▼

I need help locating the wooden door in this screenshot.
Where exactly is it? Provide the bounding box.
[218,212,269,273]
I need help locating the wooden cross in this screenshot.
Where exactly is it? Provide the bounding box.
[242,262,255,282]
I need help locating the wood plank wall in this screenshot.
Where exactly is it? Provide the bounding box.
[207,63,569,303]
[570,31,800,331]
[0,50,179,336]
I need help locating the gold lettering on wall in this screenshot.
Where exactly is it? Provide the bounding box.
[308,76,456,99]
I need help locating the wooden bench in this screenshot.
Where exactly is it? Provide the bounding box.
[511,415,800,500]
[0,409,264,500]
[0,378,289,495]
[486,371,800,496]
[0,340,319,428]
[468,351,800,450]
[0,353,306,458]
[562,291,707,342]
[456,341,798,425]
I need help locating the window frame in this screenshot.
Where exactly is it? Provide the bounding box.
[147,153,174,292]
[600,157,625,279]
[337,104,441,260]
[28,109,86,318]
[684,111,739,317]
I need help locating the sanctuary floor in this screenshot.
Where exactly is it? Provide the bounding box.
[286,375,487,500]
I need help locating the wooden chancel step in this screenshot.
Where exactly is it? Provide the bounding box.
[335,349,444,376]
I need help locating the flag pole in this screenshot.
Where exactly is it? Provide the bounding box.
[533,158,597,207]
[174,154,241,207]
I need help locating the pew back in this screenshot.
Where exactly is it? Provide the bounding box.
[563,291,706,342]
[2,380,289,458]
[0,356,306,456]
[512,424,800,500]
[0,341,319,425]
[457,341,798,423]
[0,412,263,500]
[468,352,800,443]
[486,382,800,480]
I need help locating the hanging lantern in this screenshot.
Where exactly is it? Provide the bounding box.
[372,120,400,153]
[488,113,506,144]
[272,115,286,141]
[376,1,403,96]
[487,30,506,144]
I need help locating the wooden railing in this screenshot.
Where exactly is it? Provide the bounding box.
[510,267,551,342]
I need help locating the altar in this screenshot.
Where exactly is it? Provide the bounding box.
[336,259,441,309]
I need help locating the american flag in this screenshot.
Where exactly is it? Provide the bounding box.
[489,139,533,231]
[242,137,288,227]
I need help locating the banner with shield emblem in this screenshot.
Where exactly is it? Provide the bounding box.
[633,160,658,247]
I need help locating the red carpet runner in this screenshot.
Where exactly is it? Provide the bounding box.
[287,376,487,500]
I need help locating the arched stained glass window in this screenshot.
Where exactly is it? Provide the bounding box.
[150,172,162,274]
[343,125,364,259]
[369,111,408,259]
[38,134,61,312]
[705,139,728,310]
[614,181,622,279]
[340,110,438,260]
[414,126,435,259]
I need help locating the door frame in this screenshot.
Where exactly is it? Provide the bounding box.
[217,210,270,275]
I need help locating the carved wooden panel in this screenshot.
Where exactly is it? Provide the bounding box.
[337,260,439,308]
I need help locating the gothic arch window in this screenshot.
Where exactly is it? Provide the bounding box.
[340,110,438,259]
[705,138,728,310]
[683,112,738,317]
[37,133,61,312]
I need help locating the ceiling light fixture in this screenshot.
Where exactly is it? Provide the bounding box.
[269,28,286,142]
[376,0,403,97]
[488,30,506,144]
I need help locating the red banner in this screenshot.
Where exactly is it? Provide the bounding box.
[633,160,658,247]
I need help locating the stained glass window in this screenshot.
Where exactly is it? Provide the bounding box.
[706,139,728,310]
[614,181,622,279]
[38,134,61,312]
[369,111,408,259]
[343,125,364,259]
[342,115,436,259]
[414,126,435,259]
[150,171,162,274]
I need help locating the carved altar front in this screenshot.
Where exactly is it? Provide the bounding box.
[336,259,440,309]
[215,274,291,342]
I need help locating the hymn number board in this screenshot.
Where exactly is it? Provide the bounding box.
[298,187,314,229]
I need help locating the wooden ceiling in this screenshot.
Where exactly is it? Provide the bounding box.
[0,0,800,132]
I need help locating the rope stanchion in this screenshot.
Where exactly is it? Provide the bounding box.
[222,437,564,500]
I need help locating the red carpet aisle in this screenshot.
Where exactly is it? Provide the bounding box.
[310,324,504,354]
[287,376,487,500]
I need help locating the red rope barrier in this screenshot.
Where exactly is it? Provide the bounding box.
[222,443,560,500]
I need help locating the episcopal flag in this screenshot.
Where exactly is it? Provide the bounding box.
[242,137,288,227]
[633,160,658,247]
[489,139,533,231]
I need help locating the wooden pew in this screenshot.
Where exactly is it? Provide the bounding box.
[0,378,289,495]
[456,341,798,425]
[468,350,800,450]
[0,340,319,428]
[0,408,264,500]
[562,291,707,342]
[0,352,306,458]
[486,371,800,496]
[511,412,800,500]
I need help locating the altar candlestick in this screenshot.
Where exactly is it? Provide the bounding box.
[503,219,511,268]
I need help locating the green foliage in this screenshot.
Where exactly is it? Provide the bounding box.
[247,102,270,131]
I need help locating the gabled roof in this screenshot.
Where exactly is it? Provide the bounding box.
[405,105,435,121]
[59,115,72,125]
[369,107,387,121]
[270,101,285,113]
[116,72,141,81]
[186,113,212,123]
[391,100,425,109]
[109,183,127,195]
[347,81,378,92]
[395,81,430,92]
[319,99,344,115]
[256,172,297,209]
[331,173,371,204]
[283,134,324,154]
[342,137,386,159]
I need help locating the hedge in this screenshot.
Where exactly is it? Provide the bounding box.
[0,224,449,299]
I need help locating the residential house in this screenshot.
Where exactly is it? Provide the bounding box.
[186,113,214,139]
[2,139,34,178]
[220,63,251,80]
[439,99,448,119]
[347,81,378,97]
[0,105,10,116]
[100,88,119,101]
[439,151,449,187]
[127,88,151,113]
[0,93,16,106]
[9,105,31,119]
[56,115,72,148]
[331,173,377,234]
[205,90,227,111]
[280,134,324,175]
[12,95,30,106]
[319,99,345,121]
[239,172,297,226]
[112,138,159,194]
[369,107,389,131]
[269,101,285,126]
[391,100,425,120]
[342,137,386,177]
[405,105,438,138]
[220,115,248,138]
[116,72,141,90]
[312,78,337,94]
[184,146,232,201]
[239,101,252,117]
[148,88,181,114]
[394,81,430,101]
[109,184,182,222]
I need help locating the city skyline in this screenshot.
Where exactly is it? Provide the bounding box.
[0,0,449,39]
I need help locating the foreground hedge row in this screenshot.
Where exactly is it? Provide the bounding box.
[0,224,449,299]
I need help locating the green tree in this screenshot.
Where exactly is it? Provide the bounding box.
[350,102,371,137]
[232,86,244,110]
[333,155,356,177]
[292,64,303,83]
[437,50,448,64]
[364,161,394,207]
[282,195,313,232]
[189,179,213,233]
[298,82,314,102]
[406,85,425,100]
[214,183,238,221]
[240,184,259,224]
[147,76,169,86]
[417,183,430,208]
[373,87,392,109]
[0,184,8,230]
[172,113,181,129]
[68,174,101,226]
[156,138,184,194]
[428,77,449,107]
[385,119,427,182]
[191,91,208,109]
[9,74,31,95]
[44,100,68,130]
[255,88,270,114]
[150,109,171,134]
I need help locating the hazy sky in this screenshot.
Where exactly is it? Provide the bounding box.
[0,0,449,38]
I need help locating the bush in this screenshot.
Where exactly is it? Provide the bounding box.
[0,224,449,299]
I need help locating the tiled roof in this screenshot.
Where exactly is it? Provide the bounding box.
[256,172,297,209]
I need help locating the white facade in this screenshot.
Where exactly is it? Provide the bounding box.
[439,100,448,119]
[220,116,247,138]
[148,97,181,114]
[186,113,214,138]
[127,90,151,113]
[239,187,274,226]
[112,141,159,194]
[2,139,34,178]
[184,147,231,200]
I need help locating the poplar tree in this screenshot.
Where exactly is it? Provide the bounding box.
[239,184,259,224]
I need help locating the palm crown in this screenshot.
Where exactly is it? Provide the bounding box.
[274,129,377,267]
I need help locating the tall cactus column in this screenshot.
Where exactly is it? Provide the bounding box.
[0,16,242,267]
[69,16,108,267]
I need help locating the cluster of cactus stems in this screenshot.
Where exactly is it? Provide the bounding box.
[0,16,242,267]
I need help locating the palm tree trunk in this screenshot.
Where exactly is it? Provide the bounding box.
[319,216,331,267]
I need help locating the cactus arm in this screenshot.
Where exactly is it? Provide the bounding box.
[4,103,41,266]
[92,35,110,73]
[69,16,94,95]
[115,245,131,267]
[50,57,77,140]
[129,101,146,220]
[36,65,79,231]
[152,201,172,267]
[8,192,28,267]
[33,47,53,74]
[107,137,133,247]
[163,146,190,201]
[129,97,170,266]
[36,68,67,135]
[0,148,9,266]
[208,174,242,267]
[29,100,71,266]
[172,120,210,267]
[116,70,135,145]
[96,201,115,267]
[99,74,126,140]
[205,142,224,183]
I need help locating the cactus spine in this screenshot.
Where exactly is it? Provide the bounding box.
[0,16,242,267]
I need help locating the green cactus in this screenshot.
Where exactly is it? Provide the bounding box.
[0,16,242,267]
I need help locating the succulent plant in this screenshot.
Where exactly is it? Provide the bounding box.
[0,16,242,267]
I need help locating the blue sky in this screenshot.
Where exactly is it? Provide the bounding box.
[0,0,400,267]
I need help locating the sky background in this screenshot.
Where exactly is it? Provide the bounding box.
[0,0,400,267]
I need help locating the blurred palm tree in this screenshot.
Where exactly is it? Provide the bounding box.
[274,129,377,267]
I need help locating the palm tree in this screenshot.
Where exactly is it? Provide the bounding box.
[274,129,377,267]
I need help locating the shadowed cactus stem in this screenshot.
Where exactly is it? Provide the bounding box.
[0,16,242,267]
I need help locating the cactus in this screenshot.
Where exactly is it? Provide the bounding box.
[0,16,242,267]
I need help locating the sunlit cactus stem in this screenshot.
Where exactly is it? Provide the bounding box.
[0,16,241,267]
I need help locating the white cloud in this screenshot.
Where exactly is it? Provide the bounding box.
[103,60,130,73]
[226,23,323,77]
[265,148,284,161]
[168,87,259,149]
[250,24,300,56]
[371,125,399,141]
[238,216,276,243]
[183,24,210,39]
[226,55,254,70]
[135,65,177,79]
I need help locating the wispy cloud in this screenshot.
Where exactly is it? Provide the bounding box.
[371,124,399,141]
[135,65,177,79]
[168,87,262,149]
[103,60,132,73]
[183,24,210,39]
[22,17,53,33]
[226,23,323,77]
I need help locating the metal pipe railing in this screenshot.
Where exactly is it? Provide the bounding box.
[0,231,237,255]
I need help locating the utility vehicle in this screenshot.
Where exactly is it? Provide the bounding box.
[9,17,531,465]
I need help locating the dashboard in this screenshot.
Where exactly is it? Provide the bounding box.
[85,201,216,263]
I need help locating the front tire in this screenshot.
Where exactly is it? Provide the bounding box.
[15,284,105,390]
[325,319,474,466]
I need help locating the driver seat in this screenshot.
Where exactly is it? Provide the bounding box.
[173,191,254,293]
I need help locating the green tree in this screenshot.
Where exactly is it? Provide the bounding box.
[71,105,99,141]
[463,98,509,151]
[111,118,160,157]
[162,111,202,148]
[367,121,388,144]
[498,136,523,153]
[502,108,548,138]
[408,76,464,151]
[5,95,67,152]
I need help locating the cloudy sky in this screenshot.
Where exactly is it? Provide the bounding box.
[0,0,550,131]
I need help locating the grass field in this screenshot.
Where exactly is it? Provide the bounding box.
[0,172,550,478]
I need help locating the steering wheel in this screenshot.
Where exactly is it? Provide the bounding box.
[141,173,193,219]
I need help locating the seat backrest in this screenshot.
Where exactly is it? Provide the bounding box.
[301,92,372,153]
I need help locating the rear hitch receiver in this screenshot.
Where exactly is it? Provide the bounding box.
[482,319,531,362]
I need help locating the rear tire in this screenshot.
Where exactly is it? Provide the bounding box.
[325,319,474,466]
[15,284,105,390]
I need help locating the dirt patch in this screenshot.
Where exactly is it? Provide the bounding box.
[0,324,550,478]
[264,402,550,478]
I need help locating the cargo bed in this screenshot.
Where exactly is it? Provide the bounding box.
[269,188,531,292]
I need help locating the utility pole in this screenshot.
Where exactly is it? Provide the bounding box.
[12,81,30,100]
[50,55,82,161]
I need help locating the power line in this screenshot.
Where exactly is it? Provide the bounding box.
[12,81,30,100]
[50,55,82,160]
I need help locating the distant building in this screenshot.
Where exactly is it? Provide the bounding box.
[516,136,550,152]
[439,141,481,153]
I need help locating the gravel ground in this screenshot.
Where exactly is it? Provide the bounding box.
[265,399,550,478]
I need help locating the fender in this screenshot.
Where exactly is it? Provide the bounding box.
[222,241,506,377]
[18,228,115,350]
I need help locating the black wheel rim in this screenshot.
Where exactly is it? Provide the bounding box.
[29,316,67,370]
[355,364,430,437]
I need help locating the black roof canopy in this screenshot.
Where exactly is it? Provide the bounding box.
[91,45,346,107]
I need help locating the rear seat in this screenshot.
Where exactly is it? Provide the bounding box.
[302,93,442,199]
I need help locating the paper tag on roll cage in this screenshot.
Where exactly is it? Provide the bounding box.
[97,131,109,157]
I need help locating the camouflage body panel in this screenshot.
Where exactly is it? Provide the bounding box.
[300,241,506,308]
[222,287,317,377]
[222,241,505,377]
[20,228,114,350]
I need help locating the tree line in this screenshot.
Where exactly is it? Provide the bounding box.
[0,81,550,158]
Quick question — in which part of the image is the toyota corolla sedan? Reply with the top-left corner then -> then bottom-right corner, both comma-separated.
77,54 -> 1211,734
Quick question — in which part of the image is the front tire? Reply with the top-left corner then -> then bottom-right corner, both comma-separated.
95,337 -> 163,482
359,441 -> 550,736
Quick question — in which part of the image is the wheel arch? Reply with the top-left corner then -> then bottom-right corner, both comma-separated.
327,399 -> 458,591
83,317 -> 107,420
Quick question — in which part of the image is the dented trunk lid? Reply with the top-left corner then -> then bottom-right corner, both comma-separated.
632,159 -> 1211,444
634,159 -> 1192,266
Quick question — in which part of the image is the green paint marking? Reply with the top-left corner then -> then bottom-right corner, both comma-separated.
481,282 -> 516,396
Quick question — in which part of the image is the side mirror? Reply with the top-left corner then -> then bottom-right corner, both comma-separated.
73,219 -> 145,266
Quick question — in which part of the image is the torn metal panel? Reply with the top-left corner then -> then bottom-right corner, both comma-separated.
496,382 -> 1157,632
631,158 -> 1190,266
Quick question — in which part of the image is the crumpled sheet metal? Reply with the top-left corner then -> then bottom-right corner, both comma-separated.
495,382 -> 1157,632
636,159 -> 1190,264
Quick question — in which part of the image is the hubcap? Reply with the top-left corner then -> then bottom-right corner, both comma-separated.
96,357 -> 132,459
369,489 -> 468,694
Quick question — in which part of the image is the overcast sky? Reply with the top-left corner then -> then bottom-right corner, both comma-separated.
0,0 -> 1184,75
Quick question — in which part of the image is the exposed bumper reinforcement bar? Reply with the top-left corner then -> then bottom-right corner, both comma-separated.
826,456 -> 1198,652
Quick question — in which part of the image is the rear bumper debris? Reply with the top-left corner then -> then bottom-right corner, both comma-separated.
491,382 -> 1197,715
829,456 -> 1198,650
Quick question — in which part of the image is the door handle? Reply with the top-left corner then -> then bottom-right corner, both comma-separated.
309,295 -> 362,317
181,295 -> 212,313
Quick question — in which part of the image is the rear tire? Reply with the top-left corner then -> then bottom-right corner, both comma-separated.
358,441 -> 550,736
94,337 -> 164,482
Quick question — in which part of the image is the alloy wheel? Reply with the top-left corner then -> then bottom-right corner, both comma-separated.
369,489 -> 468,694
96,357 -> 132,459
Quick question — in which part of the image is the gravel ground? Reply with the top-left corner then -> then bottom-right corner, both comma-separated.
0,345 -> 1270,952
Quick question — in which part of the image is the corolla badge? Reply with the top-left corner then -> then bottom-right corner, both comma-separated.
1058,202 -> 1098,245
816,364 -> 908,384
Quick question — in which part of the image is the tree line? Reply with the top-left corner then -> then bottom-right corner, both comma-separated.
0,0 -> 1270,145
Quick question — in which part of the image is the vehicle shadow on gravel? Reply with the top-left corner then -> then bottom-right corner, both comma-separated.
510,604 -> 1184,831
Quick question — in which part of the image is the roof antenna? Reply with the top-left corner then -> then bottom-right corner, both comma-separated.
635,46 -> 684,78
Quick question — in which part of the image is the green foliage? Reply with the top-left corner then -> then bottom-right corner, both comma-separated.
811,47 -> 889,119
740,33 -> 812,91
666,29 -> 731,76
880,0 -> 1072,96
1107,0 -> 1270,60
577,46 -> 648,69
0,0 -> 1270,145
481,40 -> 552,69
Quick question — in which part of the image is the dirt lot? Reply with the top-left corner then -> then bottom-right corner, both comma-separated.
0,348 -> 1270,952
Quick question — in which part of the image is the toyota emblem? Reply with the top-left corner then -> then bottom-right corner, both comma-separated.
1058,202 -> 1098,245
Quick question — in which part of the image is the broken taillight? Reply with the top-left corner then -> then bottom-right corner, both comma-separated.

▲

» **WHAT YOU SHOULD DO**:
Copy out the material word for word, beginning with the line containing "I need help locating the cloudy" and continuing through the line containing "[301,92,372,153]".

» **FULL RESPONSE**:
I need help locating the cloudy sky in this screenshot.
Where exactly is it? Provide the bounding box.
[0,0,550,131]
I need help locating the grass field in this screenshot.
Where exactly is it? Provide the bounding box.
[0,172,550,478]
I need help locating the steering wheel in this screenshot.
Where exactly is it? Provide the bounding box.
[141,173,193,219]
I need help locating the seat backrest in this screenshot.
Where exactly is it? Provide the bounding box.
[301,92,372,153]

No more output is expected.